- Material for this exercise:
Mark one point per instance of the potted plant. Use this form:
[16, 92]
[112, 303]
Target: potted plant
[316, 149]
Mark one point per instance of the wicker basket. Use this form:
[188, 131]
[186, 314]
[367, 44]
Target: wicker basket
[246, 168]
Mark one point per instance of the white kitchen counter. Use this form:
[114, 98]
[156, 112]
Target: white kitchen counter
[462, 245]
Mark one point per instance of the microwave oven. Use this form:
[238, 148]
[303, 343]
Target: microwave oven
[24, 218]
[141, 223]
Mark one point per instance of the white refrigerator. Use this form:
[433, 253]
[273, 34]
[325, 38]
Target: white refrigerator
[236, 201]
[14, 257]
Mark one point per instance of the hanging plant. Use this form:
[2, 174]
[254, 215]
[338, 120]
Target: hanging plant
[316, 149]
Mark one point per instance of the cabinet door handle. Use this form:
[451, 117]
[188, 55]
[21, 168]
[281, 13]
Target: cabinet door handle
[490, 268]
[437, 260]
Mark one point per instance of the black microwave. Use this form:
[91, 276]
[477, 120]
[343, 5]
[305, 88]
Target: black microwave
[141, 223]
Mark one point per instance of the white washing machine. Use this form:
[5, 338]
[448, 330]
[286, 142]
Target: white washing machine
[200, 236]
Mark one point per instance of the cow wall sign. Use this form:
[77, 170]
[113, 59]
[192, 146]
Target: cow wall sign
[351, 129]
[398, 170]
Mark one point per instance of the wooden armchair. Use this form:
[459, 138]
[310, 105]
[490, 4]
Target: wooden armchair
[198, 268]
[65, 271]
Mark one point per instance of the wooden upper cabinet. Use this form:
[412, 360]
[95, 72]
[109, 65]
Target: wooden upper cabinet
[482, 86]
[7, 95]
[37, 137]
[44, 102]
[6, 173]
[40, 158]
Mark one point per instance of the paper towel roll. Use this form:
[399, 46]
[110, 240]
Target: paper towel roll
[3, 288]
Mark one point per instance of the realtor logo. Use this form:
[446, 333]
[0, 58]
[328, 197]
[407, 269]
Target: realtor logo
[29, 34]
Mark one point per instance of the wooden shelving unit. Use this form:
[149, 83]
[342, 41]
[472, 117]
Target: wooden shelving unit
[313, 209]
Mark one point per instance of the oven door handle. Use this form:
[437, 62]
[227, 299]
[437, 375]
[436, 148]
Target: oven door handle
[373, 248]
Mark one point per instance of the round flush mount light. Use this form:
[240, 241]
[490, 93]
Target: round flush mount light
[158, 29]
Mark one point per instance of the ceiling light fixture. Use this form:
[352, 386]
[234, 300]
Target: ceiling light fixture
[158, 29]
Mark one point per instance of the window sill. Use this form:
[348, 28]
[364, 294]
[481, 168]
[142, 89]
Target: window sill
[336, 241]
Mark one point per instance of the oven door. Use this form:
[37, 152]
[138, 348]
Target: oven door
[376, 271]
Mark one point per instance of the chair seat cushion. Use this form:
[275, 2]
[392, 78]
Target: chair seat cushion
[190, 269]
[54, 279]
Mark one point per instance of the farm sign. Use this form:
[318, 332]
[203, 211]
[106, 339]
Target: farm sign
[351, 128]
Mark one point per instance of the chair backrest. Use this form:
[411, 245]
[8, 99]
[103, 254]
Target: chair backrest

- What the exercise asks:
Output all of the rows above as a JSON array of strings, one string per line, with blank lines omitted.

- Complete response:
[
  "Mark one point per instance of the potted plant. Use this form:",
  "[16, 92]",
  "[112, 303]",
  "Target: potted plant",
  "[316, 149]",
  "Mark one point per instance of the wicker basket. Use this form:",
  "[188, 131]",
  "[186, 314]",
  "[367, 44]",
  "Target: wicker basket",
  "[246, 168]",
  "Mark one point per instance of the white kitchen counter. Use this form:",
  "[114, 98]",
  "[156, 112]",
  "Target: white kitchen counter",
  "[462, 245]",
  "Mark one point per instance of the microwave oven. Use this form:",
  "[238, 148]",
  "[303, 343]",
  "Target: microwave oven",
  "[24, 218]",
  "[141, 223]",
  "Mark one point per instance of the white refrigerator. Use this form:",
  "[433, 253]",
  "[273, 34]",
  "[325, 38]",
  "Target: white refrigerator",
  "[236, 201]",
  "[14, 257]",
  "Mark one point per instance of the hanging plant. Use this form:",
  "[2, 174]",
  "[254, 215]",
  "[338, 120]",
  "Target: hanging plant",
  "[316, 149]",
  "Mark one point per instance of the cabinet door handle. Use this form:",
  "[451, 117]",
  "[188, 55]",
  "[21, 168]",
  "[281, 13]",
  "Target: cabinet door handle",
  "[490, 268]",
  "[437, 260]",
  "Mark one point per instance of the black microwave. Use this form:",
  "[91, 276]",
  "[477, 120]",
  "[343, 5]",
  "[305, 88]",
  "Target: black microwave",
  "[141, 223]",
  "Mark one point per instance of the white washing machine. Use this form:",
  "[5, 338]",
  "[448, 330]",
  "[286, 142]",
  "Target: white washing machine",
  "[200, 236]",
  "Mark one point per instance of the cow wall sign. Use this form:",
  "[77, 170]",
  "[113, 59]",
  "[192, 146]",
  "Target: cow wall sign",
  "[351, 129]",
  "[398, 170]",
  "Mark one point per instance of the wooden armchair. Use this form:",
  "[459, 138]",
  "[310, 105]",
  "[490, 4]",
  "Target: wooden armchair",
  "[198, 268]",
  "[65, 271]",
  "Mark one point per instance of the wooden upper cabinet. Use this form:",
  "[412, 360]",
  "[95, 72]",
  "[109, 65]",
  "Target: wooden upper cabinet",
  "[482, 86]",
  "[7, 95]",
  "[37, 137]",
  "[44, 102]",
  "[6, 173]",
  "[40, 158]",
  "Mark one point per instance of the paper towel roll. Use this form:",
  "[399, 46]",
  "[110, 240]",
  "Target: paper towel roll",
  "[3, 288]",
  "Mark one point per instance of the realtor logo. Use this form:",
  "[446, 333]",
  "[0, 58]",
  "[328, 197]",
  "[407, 269]",
  "Target: realtor logo",
  "[29, 34]",
  "Mark one point per instance of the wooden shelving unit. Use this form:",
  "[149, 83]",
  "[342, 41]",
  "[472, 117]",
  "Target: wooden shelving unit",
  "[313, 209]",
  "Mark one point per instance of the oven door handle. Use this form:",
  "[437, 62]",
  "[227, 299]",
  "[437, 375]",
  "[436, 148]",
  "Target: oven door handle",
  "[373, 248]",
  "Mark one point per instance of the round flush mount light. Use this form:",
  "[240, 241]",
  "[490, 93]",
  "Target: round flush mount light",
  "[158, 29]",
  "Mark one point per instance of the ceiling light fixture. Use this form:",
  "[352, 386]",
  "[234, 300]",
  "Target: ceiling light fixture",
  "[158, 29]",
  "Mark one point per instance of the window sill. Use this form:",
  "[348, 28]",
  "[364, 294]",
  "[481, 168]",
  "[142, 89]",
  "Target: window sill",
  "[336, 241]",
  "Mark one point per instance of the oven door. Use this form:",
  "[37, 152]",
  "[138, 348]",
  "Target: oven door",
  "[376, 271]",
  "Mark one point per instance of the chair seat cushion. Use this form:",
  "[275, 2]",
  "[392, 78]",
  "Target: chair seat cushion",
  "[190, 269]",
  "[54, 279]",
  "Mark one point per instance of the farm sign. Use this form:",
  "[318, 332]",
  "[203, 211]",
  "[106, 339]",
  "Target: farm sign",
  "[351, 128]",
  "Mark one point per instance of the chair backrest. Use this form:",
  "[411, 245]",
  "[8, 99]",
  "[103, 254]",
  "Target: chair backrest"
]